**PROBLEM REQUIREMENTS**
Transcribe the records from their start through the line that holds "[300,32,320,45]", both ends included, and omit the pictures.

※

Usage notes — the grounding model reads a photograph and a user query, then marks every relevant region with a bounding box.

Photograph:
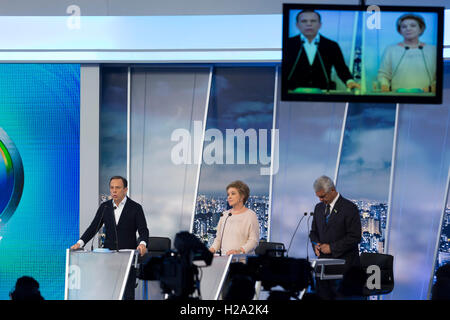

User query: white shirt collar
[330,192,340,212]
[111,196,127,207]
[300,32,320,45]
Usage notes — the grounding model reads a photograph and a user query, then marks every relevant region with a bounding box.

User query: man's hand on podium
[320,243,331,254]
[70,243,81,251]
[136,244,147,256]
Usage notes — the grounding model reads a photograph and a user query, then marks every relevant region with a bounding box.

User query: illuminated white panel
[0,10,450,63]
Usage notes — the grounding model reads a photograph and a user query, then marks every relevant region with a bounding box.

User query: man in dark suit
[309,176,361,299]
[283,10,360,91]
[71,176,149,300]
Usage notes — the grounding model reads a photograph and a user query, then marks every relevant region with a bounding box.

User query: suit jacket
[81,197,149,250]
[309,195,361,272]
[282,36,353,90]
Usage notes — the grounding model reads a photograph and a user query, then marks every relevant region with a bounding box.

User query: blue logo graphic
[0,128,23,225]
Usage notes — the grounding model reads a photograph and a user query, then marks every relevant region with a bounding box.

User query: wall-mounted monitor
[281,4,444,104]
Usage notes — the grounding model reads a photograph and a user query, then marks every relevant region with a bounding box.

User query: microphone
[419,46,433,92]
[286,212,308,257]
[219,212,232,256]
[306,212,314,261]
[391,46,410,81]
[113,201,119,252]
[288,37,305,81]
[91,203,108,251]
[314,40,330,92]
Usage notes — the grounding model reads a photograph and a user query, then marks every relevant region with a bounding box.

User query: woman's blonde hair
[226,180,250,204]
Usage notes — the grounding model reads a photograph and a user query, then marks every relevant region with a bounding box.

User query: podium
[64,249,136,300]
[310,259,345,280]
[200,255,233,300]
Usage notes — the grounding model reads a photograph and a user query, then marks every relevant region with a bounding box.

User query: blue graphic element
[0,128,23,225]
[0,64,80,300]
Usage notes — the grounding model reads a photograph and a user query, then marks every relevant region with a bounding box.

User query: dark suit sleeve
[136,204,149,246]
[333,42,353,84]
[80,203,106,245]
[330,204,361,257]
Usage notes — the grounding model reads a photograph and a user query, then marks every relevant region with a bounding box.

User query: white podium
[64,249,136,300]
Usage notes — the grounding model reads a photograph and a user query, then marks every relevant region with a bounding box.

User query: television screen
[281,4,444,104]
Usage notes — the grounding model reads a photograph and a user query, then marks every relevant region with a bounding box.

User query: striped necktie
[325,204,331,223]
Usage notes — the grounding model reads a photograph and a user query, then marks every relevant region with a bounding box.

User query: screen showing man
[281,4,444,104]
[285,9,360,92]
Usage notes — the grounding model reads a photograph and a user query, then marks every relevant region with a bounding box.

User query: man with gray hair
[309,176,361,299]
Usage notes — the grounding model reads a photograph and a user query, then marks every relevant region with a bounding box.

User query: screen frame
[281,3,445,104]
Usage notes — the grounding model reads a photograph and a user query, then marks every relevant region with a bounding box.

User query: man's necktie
[325,204,331,223]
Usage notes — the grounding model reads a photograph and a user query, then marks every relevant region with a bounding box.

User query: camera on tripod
[138,231,213,299]
[225,245,313,300]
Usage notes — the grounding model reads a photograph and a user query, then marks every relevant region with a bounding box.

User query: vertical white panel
[80,65,100,240]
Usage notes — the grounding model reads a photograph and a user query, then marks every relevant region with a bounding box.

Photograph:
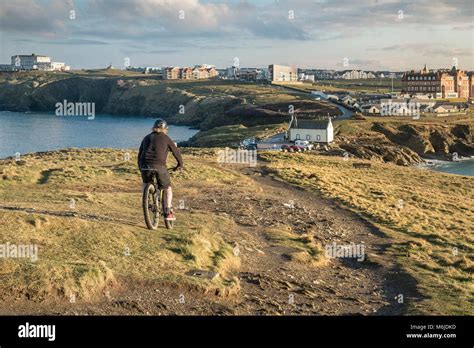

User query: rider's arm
[168,139,184,167]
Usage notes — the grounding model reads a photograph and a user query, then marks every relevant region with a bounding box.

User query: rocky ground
[0,159,419,315]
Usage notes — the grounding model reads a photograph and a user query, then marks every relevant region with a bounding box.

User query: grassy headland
[261,152,474,315]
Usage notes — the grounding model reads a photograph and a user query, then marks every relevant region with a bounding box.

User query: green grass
[0,150,240,300]
[261,152,474,315]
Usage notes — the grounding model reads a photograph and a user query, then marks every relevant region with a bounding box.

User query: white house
[361,104,380,114]
[341,94,357,105]
[288,118,334,144]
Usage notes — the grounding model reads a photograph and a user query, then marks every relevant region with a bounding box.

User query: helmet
[153,118,168,128]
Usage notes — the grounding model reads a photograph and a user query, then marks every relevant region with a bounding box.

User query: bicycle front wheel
[142,183,161,230]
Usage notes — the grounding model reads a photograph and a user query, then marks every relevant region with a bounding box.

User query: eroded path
[0,160,416,315]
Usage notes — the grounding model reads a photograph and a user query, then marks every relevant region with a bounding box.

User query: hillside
[0,71,340,130]
[0,149,474,315]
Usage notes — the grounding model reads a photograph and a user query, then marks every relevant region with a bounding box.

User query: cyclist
[138,118,184,220]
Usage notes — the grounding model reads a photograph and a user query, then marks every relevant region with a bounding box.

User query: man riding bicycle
[138,118,184,221]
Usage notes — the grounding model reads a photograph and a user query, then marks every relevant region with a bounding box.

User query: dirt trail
[0,162,417,315]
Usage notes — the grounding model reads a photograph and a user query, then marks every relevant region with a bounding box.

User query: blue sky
[0,0,474,70]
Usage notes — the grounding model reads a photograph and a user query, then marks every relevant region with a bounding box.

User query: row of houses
[402,64,474,98]
[298,69,404,80]
[0,53,71,71]
[162,65,219,80]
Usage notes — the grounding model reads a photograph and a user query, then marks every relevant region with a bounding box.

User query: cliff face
[0,76,339,130]
[372,123,474,159]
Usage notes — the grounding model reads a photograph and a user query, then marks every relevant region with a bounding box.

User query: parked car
[281,144,305,152]
[295,140,314,151]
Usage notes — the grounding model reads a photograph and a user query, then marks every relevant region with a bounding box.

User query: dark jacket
[138,132,183,169]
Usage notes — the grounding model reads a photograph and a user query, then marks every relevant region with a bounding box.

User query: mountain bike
[142,168,173,230]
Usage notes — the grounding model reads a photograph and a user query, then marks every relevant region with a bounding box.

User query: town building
[402,64,474,98]
[11,53,70,71]
[163,65,219,80]
[268,64,298,82]
[339,70,375,80]
[287,117,334,144]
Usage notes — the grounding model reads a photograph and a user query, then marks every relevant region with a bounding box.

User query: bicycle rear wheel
[160,190,174,230]
[142,183,161,230]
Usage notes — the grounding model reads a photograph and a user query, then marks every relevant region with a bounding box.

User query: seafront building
[402,64,474,98]
[10,53,70,71]
[268,64,298,82]
[163,65,219,80]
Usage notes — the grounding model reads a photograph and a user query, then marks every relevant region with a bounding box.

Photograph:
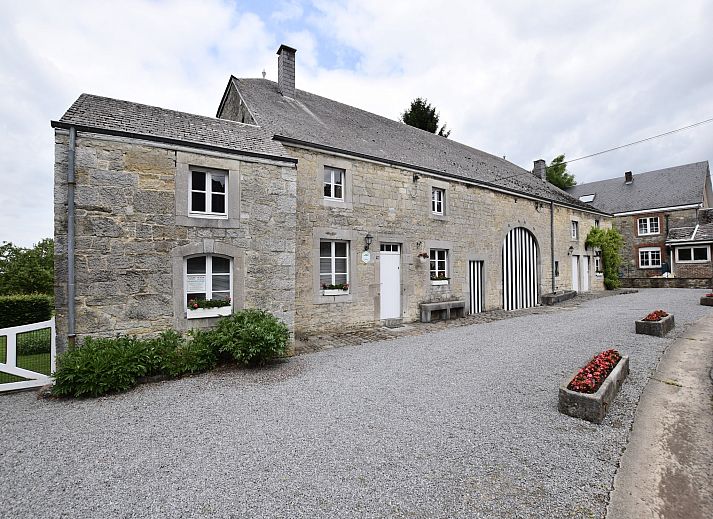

※

**TASK RESULT**
Usage notes — the grounding model reads a photograph and a user query, then marks every relevant region with a bounding box.

Photograph:

User query: white shirt collar
[330,192,340,212]
[111,196,127,207]
[300,32,320,45]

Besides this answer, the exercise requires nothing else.